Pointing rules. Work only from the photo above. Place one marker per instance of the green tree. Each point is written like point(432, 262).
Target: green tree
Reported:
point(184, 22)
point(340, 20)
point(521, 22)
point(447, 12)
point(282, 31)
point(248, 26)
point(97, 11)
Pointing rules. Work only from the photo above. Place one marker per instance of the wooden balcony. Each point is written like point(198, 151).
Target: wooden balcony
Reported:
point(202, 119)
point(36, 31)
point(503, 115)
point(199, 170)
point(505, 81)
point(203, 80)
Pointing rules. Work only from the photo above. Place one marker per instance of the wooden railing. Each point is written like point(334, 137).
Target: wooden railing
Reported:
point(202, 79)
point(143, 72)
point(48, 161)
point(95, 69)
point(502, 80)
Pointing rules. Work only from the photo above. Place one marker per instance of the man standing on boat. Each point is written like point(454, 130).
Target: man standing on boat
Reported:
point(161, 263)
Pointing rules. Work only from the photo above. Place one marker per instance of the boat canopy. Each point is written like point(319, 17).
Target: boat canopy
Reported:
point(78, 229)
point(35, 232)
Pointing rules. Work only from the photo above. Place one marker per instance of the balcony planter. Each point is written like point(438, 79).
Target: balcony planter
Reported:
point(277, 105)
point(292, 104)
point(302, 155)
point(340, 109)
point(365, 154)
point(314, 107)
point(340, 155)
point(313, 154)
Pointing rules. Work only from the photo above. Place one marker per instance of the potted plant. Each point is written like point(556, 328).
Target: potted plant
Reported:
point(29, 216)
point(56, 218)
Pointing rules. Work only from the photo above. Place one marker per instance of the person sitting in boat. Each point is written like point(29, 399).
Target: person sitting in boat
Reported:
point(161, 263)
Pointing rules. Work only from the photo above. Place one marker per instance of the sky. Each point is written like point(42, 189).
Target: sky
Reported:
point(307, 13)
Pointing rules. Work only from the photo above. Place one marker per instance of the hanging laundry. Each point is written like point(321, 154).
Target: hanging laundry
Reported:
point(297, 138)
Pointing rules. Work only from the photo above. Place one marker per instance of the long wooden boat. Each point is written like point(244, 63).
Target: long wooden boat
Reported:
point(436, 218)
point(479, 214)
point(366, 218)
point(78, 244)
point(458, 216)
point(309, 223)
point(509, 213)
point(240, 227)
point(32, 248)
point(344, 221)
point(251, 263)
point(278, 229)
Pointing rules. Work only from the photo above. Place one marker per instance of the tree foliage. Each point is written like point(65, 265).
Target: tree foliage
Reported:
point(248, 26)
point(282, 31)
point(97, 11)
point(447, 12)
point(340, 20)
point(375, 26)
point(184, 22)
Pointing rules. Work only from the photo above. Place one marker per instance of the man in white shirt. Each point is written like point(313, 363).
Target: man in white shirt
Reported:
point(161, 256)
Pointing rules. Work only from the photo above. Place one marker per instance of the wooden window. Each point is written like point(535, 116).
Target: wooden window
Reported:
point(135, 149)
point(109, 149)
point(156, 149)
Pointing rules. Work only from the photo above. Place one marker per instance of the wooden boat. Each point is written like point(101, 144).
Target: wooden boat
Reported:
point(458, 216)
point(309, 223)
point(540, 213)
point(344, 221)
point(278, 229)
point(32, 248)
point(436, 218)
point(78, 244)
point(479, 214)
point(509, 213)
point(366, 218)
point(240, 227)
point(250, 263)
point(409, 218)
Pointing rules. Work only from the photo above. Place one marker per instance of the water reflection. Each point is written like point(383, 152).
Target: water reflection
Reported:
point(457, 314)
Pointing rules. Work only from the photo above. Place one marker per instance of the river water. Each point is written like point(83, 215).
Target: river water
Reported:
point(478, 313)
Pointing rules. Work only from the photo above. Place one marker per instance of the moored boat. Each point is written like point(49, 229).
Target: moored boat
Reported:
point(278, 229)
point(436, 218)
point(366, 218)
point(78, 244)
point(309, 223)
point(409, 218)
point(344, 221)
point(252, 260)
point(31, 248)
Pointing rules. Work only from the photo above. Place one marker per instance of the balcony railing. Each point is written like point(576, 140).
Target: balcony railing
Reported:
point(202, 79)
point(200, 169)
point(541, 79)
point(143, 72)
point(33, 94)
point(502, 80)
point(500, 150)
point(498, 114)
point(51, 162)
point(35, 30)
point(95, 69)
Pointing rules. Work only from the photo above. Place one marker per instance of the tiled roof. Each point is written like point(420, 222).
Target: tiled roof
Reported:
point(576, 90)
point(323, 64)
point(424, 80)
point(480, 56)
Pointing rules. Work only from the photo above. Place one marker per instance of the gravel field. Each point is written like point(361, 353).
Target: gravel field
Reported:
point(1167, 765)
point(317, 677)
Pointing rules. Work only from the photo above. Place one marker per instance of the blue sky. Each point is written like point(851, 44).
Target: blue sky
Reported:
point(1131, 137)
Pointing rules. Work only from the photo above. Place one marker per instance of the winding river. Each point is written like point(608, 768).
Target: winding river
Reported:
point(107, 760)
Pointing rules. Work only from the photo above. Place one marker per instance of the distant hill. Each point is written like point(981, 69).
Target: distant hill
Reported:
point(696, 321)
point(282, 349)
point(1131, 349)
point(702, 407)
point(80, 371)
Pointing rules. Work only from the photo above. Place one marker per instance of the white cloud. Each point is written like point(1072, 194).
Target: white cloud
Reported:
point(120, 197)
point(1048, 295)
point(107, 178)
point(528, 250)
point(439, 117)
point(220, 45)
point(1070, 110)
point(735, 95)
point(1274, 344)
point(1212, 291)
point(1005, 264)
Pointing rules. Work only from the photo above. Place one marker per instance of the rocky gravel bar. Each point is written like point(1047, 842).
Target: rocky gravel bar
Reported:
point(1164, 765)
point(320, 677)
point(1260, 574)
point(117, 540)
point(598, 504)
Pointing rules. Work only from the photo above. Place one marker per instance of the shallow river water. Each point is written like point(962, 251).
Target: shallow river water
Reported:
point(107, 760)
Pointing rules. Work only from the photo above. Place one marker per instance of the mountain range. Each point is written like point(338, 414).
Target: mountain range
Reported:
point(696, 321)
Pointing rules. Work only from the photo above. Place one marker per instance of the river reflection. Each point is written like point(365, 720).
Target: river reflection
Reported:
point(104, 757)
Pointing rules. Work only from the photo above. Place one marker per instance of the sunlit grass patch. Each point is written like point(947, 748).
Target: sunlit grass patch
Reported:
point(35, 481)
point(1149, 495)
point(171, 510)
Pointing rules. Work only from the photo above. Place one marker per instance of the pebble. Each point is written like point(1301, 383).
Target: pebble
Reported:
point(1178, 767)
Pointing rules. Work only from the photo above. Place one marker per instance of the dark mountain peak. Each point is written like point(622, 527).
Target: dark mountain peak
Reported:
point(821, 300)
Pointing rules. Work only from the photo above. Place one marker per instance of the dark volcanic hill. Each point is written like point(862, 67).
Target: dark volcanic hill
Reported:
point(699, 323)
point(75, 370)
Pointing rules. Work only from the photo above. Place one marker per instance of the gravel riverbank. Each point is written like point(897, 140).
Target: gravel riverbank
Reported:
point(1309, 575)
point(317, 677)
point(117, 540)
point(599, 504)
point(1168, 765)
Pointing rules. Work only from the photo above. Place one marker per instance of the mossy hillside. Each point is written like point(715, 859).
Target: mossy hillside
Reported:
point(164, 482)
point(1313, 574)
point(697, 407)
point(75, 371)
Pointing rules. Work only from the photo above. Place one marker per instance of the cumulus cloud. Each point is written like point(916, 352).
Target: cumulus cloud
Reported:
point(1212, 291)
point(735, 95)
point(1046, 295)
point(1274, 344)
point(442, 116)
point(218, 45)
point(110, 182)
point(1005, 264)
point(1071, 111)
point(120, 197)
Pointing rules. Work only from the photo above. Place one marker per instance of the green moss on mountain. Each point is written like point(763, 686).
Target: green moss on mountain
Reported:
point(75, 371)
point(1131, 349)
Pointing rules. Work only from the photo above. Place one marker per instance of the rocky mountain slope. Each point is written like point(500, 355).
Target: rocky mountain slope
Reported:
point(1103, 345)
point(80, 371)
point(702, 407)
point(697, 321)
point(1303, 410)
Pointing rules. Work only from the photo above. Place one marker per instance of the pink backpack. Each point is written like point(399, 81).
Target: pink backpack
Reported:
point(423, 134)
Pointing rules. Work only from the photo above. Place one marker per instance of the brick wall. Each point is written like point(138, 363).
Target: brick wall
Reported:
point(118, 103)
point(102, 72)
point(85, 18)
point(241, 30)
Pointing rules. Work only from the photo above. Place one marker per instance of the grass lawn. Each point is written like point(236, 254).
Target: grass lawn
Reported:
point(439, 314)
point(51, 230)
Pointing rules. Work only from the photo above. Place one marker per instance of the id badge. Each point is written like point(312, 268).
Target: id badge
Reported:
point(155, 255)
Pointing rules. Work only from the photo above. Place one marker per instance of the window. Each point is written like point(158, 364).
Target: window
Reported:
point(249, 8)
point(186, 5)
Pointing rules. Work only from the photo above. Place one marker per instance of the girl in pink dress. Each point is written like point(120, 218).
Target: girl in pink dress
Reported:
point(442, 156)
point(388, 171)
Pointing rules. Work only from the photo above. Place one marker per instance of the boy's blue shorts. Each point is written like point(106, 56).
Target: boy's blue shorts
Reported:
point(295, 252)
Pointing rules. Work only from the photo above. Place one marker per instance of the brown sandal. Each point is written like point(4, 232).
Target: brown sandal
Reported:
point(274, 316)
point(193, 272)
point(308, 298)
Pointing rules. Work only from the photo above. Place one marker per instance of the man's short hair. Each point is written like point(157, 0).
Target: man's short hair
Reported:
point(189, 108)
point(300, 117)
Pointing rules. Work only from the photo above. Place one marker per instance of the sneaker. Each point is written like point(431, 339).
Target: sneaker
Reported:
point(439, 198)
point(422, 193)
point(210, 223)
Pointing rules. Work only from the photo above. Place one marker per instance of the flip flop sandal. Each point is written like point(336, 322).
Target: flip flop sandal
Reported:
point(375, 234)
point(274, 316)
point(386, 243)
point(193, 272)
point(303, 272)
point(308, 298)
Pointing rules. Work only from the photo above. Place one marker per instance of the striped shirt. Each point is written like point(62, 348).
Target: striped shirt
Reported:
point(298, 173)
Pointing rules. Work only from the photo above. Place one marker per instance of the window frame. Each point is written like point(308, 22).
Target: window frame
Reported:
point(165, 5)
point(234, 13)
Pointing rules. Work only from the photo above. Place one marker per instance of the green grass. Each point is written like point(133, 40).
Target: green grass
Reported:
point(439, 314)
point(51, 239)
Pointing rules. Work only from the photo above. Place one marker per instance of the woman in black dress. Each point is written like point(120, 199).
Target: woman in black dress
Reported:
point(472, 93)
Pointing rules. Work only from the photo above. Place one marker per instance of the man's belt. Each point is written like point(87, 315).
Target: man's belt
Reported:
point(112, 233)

____

• Do this:
Print everything from the line containing "like point(120, 199)." down to the last of the lines above, both ends included, reproducing each line exactly.

• Reply to the task:
Pointing rules. Work only from the photo above. Place one marker per instance of the woman in black dress. Each point is written like point(120, 199).
Target: woman in black dress
Reported:
point(472, 93)
Pointing rules. Work only from the photo above. Place one marker per instance of the man's belt. Each point is written like point(87, 315).
Target: man's belt
Reported:
point(112, 233)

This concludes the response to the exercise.